### Prompt A:
Print the EB-5 visa article word for word, starting at "The biggest change" and ending at "an EB-5 visa?".
### Prompt B:
List every year or calendar date mentioned in the EB-5 visa article.

### Extract:
---------------

What Immigrant Investors need to know about the Reformed EB-5 Visa

The United States exclusive EB-5 investor visa is back but with higher investment amounts required. After China, Indian applicants received the most number of EB-5 visas for the fiscal year of 2019.
What Immigrant Investors need to know about the Reformed EB-5 Visa
Photo by Pierre Blaché on Unsplash

The popular EB-5 visa, which offers wealthy foreign nationals a green card for investing and building businesses in the US, is back and just got more exclusive.

The biggest change is the higher investment amount which will increase the foreign investment inflow to the US through the EB-5 Reforms and Integrity Act of 2022 after President Joe Biden signed it into law on March 15. The bill that reauthorizes the EB-5 regional center program also includes provisions that channel investments to regions in the US that require it the most and puts more protections for immigrant investors in place.

How does an investor become eligible for an EB-5 visa?

---------------

### Data lines:

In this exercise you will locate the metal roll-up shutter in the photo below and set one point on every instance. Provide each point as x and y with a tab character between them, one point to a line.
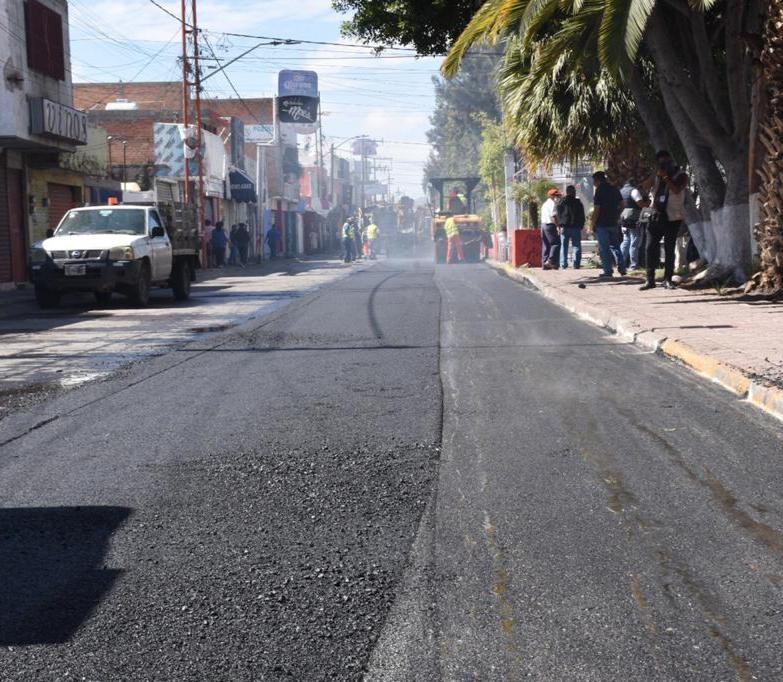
61	200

---------------

### Expected answer A:
The biggest change is the higher investment amount which will increase the foreign investment inflow to the US through the EB-5 Reforms and Integrity Act of 2022 after President Joe Biden signed it into law on March 15. The bill that reauthorizes the EB-5 regional center program also includes provisions that channel investments to regions in the US that require it the most and puts more protections for immigrant investors in place.

How does an investor become eligible for an EB-5 visa?

### Expected answer B:
- 2019 (the fiscal year of 2019)
- 2022 (the EB-5 Reforms and Integrity Act of 2022)
- March 15